Given passage:

——————————

- Contributed by
- Researcher 238581
- People in story:
- Kathleen Wood
- Location of story:
- London
- Article ID:
- A1141741
- Contributed on:
- 12 August 2003
I was sixteen. The docks in the East End of London had been seriously bombed. And at the beginning of September 1940, the Nazi's followed up the bombing in the East End and started to bomb Central London. They'd lit their fires, they were ready to follow them and go up the river, and the fires meant that they could see in the dark. It was a Saturday in September, and Central London hadn't had a bomb. My boyfriend came to take me out that afternoon and we went to Richmond Park. I had packed up a picnic and it was a beautiful day.
We had a lovely time, and then he said "I think we'd better move off because I have to get back to my lodgings". And I looked up at the sky, and said, "What a wonderful sunset!" And in retrospect it was stupid thing to say. You don't have sunsets at six o'clock on a September afternoon. And again, I realised that we were looking toward the East, which wasn't where you have a sunset.

——————————

Data extract:
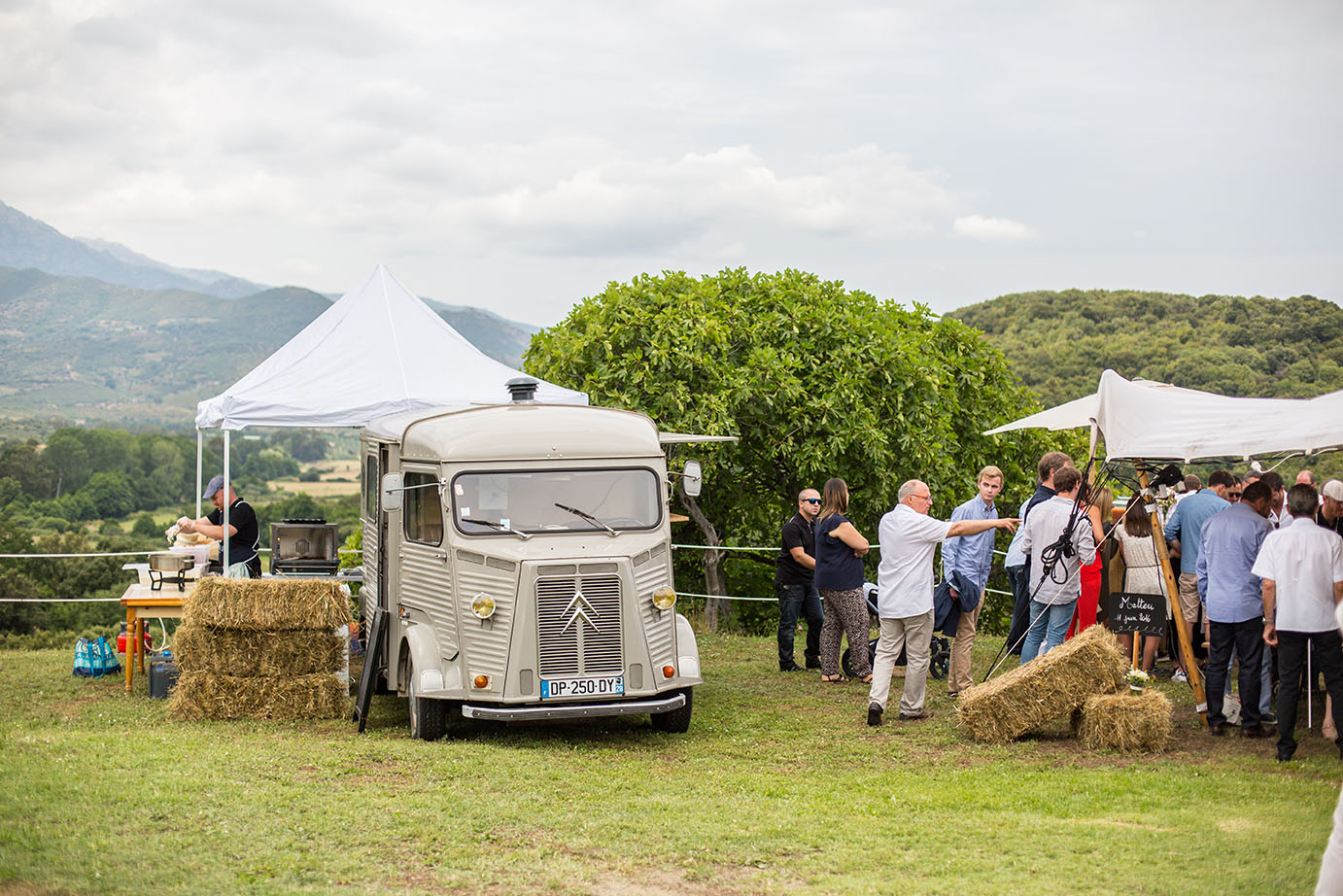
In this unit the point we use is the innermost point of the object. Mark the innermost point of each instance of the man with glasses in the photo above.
(1184, 534)
(794, 582)
(904, 596)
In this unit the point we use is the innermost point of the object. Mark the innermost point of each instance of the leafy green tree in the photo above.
(109, 495)
(145, 527)
(23, 463)
(814, 379)
(69, 459)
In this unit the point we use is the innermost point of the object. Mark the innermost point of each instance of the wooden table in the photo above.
(144, 603)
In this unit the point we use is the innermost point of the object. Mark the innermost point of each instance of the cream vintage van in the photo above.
(517, 566)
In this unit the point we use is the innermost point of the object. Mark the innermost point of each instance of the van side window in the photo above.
(422, 510)
(371, 488)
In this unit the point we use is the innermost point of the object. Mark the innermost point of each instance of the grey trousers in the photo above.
(913, 635)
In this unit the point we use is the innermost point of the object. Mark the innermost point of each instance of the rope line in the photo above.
(120, 554)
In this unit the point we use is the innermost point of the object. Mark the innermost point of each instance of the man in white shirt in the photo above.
(1301, 569)
(904, 594)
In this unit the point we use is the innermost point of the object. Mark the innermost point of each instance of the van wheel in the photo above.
(675, 721)
(429, 717)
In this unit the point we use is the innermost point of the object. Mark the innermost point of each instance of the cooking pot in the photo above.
(169, 562)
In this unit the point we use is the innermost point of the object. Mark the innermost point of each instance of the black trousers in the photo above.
(1019, 607)
(1247, 638)
(1327, 657)
(799, 601)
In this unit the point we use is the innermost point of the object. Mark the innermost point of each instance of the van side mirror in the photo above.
(393, 492)
(692, 478)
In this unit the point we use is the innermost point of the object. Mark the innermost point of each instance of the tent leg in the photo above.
(224, 550)
(200, 454)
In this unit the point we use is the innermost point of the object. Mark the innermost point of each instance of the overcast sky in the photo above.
(519, 156)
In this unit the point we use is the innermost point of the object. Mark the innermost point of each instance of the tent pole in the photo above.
(224, 551)
(1186, 647)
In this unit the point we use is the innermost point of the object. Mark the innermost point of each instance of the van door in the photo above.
(426, 579)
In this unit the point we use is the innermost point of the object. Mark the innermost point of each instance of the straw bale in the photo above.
(267, 604)
(1045, 688)
(228, 652)
(200, 695)
(1127, 721)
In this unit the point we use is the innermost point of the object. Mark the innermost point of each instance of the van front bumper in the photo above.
(576, 709)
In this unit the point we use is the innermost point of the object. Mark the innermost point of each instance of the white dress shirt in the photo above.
(904, 576)
(1304, 561)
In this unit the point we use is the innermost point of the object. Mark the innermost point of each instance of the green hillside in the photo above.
(1058, 343)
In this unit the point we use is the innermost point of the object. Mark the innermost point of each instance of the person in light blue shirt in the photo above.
(1233, 604)
(973, 556)
(1184, 530)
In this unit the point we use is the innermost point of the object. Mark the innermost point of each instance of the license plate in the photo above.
(558, 688)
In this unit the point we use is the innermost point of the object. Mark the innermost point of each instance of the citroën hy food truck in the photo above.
(519, 558)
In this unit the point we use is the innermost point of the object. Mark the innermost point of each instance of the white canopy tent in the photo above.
(1155, 421)
(376, 351)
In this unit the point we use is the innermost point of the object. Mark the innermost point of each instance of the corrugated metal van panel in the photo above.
(485, 642)
(658, 626)
(428, 586)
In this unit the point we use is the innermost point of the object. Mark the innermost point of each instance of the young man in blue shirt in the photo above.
(971, 556)
(1184, 531)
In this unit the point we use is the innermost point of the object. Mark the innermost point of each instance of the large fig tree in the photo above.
(816, 380)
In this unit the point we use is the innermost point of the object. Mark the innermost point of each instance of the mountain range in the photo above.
(94, 330)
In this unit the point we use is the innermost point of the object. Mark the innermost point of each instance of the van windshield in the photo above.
(556, 501)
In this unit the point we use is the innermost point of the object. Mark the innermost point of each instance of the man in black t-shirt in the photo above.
(245, 534)
(794, 583)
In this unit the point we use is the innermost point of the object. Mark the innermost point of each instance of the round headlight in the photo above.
(664, 598)
(482, 606)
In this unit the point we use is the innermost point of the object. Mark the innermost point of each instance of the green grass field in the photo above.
(777, 787)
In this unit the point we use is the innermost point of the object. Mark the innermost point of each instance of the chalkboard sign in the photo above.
(1143, 613)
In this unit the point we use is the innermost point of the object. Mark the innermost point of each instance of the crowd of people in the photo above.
(1258, 572)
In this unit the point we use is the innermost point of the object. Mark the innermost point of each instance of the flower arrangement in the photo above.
(1138, 680)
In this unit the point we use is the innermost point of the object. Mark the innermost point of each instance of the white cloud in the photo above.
(995, 230)
(521, 155)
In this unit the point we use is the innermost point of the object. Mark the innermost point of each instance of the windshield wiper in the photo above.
(498, 526)
(586, 516)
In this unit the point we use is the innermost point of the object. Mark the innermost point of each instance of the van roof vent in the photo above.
(523, 389)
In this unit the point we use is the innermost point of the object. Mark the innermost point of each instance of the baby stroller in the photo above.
(939, 649)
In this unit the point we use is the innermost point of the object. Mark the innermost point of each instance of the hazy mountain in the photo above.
(81, 348)
(501, 339)
(27, 242)
(93, 329)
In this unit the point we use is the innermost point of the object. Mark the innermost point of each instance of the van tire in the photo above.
(675, 721)
(429, 717)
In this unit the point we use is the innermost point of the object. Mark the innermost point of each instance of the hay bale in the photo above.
(200, 695)
(1127, 721)
(230, 652)
(1045, 688)
(267, 604)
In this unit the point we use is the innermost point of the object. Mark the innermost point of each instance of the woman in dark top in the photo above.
(840, 551)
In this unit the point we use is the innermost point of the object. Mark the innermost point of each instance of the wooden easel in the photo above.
(1186, 647)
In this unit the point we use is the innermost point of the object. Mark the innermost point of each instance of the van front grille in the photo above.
(579, 626)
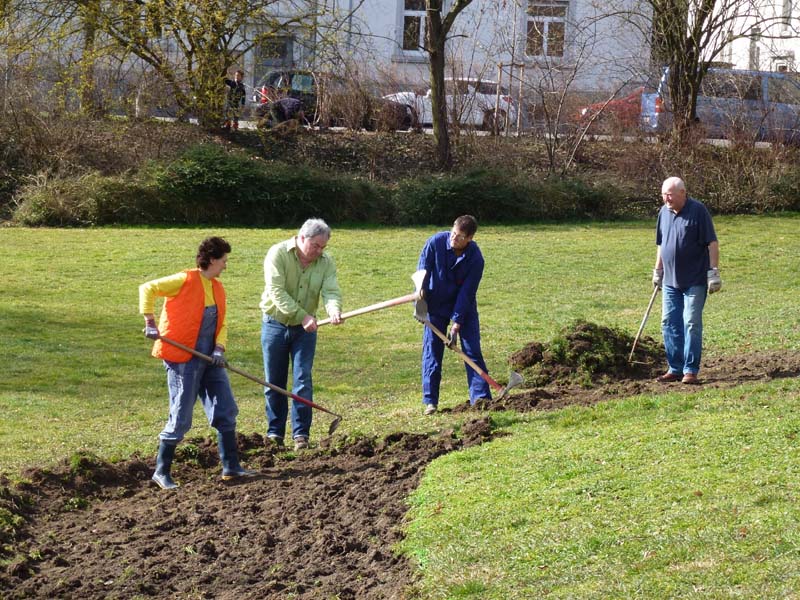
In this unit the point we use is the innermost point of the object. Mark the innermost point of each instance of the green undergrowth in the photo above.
(651, 497)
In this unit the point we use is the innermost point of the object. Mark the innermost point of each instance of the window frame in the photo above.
(405, 13)
(546, 20)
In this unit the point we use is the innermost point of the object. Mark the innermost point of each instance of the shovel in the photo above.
(417, 278)
(421, 315)
(644, 320)
(275, 388)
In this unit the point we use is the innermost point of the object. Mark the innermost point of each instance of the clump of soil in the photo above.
(317, 524)
(585, 353)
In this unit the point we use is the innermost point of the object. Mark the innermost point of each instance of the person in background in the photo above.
(455, 266)
(686, 269)
(194, 315)
(235, 94)
(297, 272)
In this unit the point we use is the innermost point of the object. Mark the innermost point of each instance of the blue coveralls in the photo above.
(451, 287)
(186, 381)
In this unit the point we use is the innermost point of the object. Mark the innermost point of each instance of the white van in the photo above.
(763, 105)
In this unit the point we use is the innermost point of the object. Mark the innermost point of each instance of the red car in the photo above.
(618, 114)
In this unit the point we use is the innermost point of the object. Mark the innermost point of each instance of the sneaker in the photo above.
(237, 473)
(690, 379)
(668, 377)
(164, 481)
(275, 440)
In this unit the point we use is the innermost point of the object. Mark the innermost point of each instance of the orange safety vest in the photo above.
(183, 314)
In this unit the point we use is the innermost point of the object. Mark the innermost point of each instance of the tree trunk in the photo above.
(436, 36)
(90, 104)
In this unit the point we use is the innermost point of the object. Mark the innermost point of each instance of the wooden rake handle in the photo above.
(263, 382)
(374, 307)
(484, 375)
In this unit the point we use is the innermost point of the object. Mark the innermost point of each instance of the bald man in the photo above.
(687, 270)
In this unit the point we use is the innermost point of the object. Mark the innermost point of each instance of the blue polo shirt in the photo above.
(684, 240)
(453, 280)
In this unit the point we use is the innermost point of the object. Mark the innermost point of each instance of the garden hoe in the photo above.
(275, 388)
(417, 278)
(421, 315)
(644, 320)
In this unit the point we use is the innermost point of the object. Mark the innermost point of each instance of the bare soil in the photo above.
(320, 524)
(716, 373)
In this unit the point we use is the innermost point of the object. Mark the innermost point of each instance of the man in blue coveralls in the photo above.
(455, 266)
(687, 269)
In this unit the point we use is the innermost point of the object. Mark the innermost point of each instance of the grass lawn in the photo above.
(644, 497)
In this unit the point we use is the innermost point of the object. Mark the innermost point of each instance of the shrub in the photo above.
(210, 185)
(785, 191)
(493, 196)
(91, 199)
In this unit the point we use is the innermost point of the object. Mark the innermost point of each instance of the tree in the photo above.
(687, 37)
(439, 25)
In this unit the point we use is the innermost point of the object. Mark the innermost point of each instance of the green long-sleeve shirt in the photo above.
(292, 292)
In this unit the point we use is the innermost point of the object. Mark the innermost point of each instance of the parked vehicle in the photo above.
(469, 102)
(332, 100)
(615, 115)
(760, 105)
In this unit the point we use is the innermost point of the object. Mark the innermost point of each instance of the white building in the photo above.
(766, 38)
(383, 39)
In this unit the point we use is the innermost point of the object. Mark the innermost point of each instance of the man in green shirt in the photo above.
(297, 272)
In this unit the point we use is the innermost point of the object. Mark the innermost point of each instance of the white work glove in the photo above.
(714, 281)
(150, 329)
(218, 357)
(658, 277)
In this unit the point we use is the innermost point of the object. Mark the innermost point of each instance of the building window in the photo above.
(727, 52)
(546, 28)
(413, 25)
(754, 58)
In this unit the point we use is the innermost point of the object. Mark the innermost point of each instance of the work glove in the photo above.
(452, 339)
(150, 330)
(714, 281)
(658, 277)
(218, 357)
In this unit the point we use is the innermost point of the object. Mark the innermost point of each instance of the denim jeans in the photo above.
(433, 354)
(279, 344)
(682, 327)
(186, 381)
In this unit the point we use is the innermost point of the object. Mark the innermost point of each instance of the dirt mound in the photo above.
(320, 524)
(715, 372)
(585, 353)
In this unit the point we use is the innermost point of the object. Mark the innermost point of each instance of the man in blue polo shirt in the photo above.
(687, 269)
(455, 266)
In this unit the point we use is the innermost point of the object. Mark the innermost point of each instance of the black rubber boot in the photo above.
(229, 457)
(166, 452)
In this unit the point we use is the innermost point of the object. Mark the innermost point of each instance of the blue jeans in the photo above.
(682, 327)
(280, 343)
(433, 353)
(186, 381)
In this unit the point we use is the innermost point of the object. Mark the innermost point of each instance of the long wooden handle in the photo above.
(644, 320)
(263, 382)
(373, 307)
(484, 375)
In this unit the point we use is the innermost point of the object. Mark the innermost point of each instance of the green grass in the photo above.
(644, 497)
(677, 496)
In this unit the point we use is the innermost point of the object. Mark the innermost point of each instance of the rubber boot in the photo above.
(166, 452)
(229, 457)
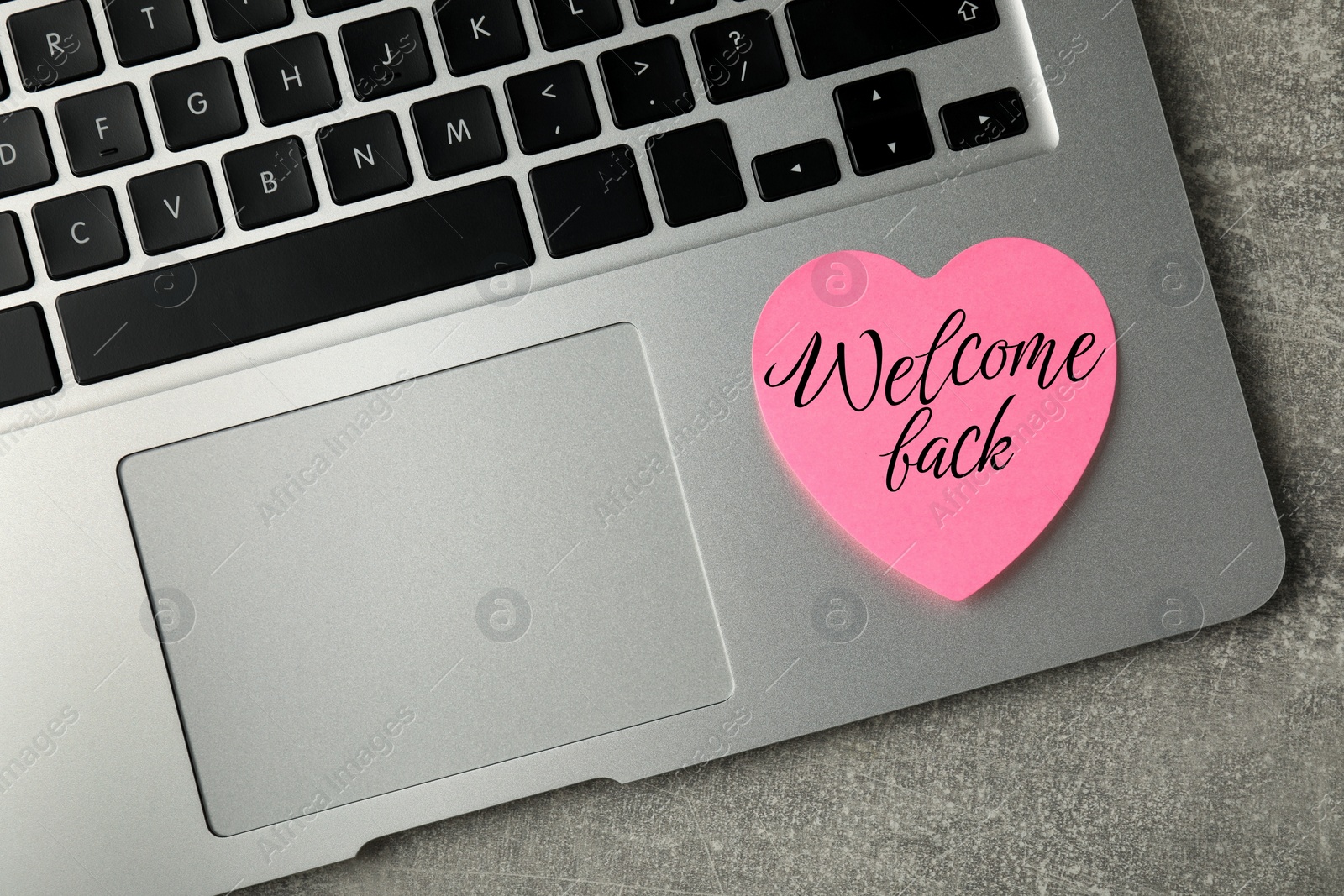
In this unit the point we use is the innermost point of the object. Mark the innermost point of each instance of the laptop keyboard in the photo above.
(585, 186)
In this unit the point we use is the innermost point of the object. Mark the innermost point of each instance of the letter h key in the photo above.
(292, 80)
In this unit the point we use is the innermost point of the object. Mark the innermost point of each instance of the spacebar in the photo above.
(296, 280)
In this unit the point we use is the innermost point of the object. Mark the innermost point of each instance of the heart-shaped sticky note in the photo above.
(942, 422)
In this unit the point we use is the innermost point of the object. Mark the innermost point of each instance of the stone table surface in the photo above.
(1211, 765)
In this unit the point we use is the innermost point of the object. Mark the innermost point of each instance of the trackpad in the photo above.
(423, 579)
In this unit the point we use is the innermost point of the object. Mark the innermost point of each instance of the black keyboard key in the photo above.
(568, 23)
(27, 363)
(198, 103)
(551, 107)
(365, 157)
(233, 19)
(591, 202)
(54, 45)
(645, 82)
(327, 7)
(269, 183)
(386, 54)
(145, 29)
(24, 152)
(983, 120)
(80, 233)
(459, 132)
(696, 174)
(796, 170)
(480, 34)
(292, 80)
(102, 129)
(300, 278)
(652, 13)
(15, 271)
(837, 35)
(739, 56)
(884, 123)
(175, 208)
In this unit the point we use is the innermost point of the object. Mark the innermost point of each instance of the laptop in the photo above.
(414, 406)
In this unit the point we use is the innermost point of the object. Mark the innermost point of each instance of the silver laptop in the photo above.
(412, 407)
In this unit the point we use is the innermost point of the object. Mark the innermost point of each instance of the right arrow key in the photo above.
(796, 170)
(983, 120)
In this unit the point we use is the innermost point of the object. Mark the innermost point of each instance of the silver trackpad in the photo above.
(425, 579)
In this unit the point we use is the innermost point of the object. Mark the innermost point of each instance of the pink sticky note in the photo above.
(1008, 351)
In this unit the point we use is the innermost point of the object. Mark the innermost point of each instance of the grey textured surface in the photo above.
(1202, 765)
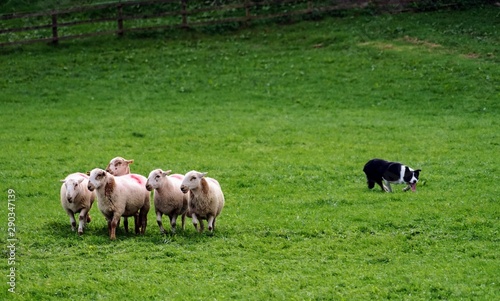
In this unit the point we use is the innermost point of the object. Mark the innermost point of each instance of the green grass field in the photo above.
(284, 117)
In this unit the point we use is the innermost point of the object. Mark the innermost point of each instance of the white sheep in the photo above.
(206, 199)
(121, 196)
(76, 198)
(168, 198)
(119, 166)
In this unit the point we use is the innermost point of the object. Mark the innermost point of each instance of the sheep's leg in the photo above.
(211, 220)
(137, 223)
(82, 219)
(72, 220)
(112, 226)
(173, 221)
(195, 222)
(183, 217)
(125, 224)
(202, 226)
(160, 223)
(143, 218)
(387, 186)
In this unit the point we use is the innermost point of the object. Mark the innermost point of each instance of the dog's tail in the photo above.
(371, 183)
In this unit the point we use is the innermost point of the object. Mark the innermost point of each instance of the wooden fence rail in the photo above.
(48, 26)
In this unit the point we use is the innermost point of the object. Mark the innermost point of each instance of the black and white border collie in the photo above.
(378, 170)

——————————

Exercise requirements: Copy the wartime London memory from "- Contributed by" to "a beautiful day." word for word.

Solution to this task:
- Contributed by
- Researcher 238581
- People in story:
- Kathleen Wood
- Location of story:
- London
- Article ID:
- A1141741
- Contributed on:
- 12 August 2003
I was sixteen. The docks in the East End of London had been seriously bombed. And at the beginning of September 1940, the Nazi's followed up the bombing in the East End and started to bomb Central London. They'd lit their fires, they were ready to follow them and go up the river, and the fires meant that they could see in the dark. It was a Saturday in September, and Central London hadn't had a bomb. My boyfriend came to take me out that afternoon and we went to Richmond Park. I had packed up a picnic and it was a beautiful day.